**SOURCE TEXT**
+++

Tuesday, November 13, 2007

Rants Welcome...Whining, no so much.

When it’s 106 degrees outside for the fifth day in a row and my air conditioning goes out, and the A/C company can’t get to me for at least another 24 hours, so the choices are either sweat it out or head to a hotel, what do I do?

Send an email to the Playfriends and bitch about it. Put “a rant” or “venting” in the subject line, and the others know what to expect.

Ranting and venting (or bitching, as it’s often called) is allowed on the Playground. It’s a pressure release for situations beyond our control. At most, I can expect sympathy. If I’m lucky, someone will have something helpful to add (like Angel volunteering an extra window A/C unit that would at least allow me to cool one room enough to sleep in). But I don’t expect it, and I feel better just because I was able to get it off my chest.

That’s what friends are for, right?

Whining, though, is a different animal. We don’t have much tolerance for that. If you’re whining, it usually means there’s something that can be done about it. We’ll offer sympathy, but also advice. Take it or leave it—it’s totally up to you—but your whining time is limited. As long as you are working to rectify the situation, you can continue to whine if results aren’t forthcoming (because then it technically becomes a vent or a rant). But if you aren’t actively working to fix the problem, then at most you’re going to get one or two rounds before we pass a moratorium on it. (Where do you think writing challenges come from? Whining about the WIP.)

Oh, it sucks, because it’s no fun to whine alone—you need an audience. But as we all know, it’s no fun to listen to someone whine incessantly. After a while, a sympathetic ear can get full.

You might not think it sounds very fair on the surface, but I assure you, it is. After all, if your friends can’t tell you when it’s time to put your big girl panties on and deal with it, who can? I’d rather them tell me to my face than roll their eyes every time I revisit a subject. And if I don’t whine at them, it means I can save my ranting for things like the luncheon or my Room Parent issues—which are endless.

So yeah, my Playfriends are there for me—whether I like it or not. Someone has to tell you when it’s time to grow up and get over it. That’s a true test of friendship.

Who listens to you when you need to vent? And do they call you on it when you cross over to a whine?

PC


Don’t forget to comment today for the chance to win a book in our Book-a-Day giveaway this week. And we’ll see you tomorrow for our big Birthday Blog party, where there will be lots of party favors to be had!

29 comments:

robynl said...

My somewhat new neighbour across the street from me is the one who listens to me whine/vent. So far she hasn't let me know if I've crossed over but the relationship is only 6 months old. We listen to each other.

Stacy S said...

My dh & bf listen to me. My dh will let me know when I start getting to bad.

Kammie said...

I wish the temperature was 106 degrees, but not without air. It's freezing out where I am and I'm sick. Sniffles, headache, fever..that's whining isn't it. I'll stop. lol My husband always seems to get my little vents. Fortunately though, I don't do it often. He will call me on it, but in a very diplomatic way.

Anonymous said...

Rhonda bears the brunt of my rants/vents/whines. Most of the time I recognize my whine as such and will preface with, "Okay, I'm whining, but ..." My new fave phrase I've coined is, "There's only so many ways to slice a pie." which means if you're unhappy with a situation you usually have a handful of choices in dealing with it, choose one and then move on.

Rhonda Nelson said...

+++

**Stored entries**
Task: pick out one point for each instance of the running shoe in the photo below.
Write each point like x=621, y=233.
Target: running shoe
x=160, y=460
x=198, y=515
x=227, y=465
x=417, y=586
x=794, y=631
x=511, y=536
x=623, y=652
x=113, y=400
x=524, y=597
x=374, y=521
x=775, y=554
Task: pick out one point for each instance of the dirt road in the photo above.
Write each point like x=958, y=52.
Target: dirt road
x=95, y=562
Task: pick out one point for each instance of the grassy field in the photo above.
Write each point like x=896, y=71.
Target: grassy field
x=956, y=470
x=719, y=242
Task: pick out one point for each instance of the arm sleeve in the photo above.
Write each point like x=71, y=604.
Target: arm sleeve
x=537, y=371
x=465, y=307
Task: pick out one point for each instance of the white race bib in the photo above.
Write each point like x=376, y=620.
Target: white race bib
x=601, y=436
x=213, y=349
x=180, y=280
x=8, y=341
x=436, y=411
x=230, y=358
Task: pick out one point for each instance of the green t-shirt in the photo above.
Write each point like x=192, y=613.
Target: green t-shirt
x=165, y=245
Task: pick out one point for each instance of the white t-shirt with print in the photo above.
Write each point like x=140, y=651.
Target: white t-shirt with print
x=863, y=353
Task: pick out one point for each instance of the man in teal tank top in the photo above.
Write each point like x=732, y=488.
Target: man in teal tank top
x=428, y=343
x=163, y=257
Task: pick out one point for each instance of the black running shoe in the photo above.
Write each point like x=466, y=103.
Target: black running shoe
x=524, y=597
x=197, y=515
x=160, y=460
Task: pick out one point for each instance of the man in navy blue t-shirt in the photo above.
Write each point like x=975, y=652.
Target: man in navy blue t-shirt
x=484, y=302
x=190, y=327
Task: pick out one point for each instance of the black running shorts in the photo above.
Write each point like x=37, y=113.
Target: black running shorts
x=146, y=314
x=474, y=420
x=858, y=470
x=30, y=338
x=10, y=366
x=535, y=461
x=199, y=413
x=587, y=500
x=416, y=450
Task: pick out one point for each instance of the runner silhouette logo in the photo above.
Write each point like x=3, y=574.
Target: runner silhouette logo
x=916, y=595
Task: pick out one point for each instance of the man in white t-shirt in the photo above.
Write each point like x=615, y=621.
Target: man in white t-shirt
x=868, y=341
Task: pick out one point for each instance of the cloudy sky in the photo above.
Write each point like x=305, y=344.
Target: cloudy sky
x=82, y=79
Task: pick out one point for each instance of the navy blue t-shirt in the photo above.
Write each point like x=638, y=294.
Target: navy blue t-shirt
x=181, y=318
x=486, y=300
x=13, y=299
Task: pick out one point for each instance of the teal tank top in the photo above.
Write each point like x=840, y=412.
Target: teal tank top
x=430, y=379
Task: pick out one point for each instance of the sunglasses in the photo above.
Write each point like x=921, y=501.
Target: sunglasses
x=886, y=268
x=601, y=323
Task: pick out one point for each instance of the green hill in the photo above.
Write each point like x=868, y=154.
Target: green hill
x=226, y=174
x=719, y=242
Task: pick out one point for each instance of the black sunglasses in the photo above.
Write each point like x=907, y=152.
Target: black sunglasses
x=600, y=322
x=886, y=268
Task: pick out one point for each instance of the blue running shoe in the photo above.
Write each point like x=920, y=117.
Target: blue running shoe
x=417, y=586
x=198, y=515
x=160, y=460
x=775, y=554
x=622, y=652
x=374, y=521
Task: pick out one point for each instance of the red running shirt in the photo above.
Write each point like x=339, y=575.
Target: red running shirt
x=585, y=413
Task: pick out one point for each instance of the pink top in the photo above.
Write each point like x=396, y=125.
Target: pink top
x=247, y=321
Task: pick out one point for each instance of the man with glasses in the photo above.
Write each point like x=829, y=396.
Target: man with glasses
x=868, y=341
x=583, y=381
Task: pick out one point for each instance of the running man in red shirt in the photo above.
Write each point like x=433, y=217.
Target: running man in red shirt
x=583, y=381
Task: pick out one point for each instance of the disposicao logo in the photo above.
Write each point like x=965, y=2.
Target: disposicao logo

+++

**EXERCISE**
In the blog post on ranting versus whining, what did Angel offer to help with the broken air conditioning?

**ANSWER FOR THE TASK**
An extra window A/C unit, to cool one room enough to sleep in.